Whenever a line in the entries includes the word "green", copy that line out.
※
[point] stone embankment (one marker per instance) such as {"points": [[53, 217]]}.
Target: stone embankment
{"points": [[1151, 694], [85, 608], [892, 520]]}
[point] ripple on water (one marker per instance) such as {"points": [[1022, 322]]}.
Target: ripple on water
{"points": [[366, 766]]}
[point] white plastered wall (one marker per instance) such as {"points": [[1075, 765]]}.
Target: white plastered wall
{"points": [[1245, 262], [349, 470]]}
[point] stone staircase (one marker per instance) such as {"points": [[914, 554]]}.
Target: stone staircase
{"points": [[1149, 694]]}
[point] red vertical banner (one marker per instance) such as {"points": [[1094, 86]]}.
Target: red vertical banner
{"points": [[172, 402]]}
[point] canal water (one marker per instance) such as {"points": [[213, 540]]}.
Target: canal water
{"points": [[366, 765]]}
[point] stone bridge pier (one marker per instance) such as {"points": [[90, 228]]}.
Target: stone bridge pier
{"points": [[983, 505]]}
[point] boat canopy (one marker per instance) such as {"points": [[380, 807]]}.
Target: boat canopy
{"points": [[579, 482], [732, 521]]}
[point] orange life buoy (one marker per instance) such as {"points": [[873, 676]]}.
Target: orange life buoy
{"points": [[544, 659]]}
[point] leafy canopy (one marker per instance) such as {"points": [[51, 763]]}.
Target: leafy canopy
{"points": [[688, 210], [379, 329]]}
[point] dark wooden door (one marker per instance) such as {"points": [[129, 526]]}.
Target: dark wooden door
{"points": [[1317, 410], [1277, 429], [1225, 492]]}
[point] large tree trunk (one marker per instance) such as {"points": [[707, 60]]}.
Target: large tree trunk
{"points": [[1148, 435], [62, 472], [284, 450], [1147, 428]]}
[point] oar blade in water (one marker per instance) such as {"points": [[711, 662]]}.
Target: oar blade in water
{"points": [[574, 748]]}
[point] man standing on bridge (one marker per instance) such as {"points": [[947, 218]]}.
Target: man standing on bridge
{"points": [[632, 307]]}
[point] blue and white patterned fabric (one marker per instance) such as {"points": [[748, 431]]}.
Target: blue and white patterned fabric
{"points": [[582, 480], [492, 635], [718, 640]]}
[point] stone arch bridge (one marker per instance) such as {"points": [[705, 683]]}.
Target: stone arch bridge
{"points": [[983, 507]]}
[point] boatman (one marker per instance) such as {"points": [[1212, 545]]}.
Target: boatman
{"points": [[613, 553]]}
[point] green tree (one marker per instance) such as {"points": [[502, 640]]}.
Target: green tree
※
§ SOLUTION TO THIS TASK:
[point] green tree (one marker per instance) such as {"points": [[502, 640]]}.
Target: green tree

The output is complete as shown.